= Exercise brief =
Return each line from the entries below that contains the word "white", copied in full. Matching is case-sensitive.

= Task input =
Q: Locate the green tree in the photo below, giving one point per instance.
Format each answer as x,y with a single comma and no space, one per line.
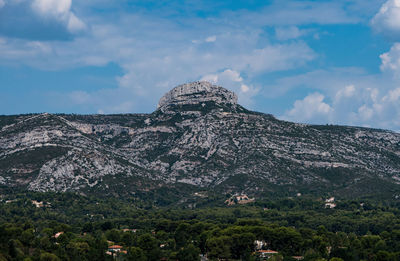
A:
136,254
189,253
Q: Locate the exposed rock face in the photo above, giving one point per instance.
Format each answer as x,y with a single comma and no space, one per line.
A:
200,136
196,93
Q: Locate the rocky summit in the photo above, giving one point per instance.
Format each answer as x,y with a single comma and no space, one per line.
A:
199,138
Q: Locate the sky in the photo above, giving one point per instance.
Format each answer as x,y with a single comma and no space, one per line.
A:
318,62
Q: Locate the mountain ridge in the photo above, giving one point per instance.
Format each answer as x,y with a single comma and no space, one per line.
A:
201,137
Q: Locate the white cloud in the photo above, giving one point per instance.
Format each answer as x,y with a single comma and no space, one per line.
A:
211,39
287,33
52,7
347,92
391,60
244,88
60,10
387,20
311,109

==

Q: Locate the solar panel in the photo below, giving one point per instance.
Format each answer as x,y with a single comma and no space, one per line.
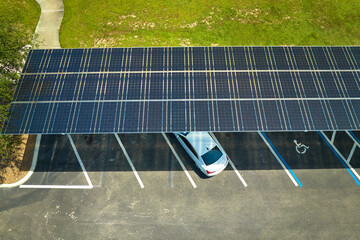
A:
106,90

* * *

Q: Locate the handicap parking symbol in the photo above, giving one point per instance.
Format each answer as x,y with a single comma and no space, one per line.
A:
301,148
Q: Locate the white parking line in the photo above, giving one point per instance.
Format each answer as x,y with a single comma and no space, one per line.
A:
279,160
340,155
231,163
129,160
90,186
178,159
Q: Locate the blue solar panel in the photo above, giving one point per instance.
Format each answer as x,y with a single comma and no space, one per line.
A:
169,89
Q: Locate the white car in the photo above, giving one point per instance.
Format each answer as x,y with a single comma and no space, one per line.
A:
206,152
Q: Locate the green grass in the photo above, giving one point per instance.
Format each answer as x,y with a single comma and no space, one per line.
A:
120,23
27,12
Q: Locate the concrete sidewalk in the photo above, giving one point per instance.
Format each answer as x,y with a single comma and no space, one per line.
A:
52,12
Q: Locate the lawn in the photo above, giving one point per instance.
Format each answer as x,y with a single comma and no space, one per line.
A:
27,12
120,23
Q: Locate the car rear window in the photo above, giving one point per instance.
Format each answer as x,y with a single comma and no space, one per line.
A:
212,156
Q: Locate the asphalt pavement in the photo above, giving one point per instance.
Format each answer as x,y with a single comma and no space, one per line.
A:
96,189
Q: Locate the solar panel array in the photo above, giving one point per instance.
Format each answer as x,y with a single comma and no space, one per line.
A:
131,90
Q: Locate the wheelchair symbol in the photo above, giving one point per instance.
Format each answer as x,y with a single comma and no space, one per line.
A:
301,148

= The result =
Q: Locate the white cloud in the photo above, giving one point per instance.
Q: Locate the white parking line in the photo above, giving one point per instance.
Q: Locate the white car in the photo above, giving one point per instance.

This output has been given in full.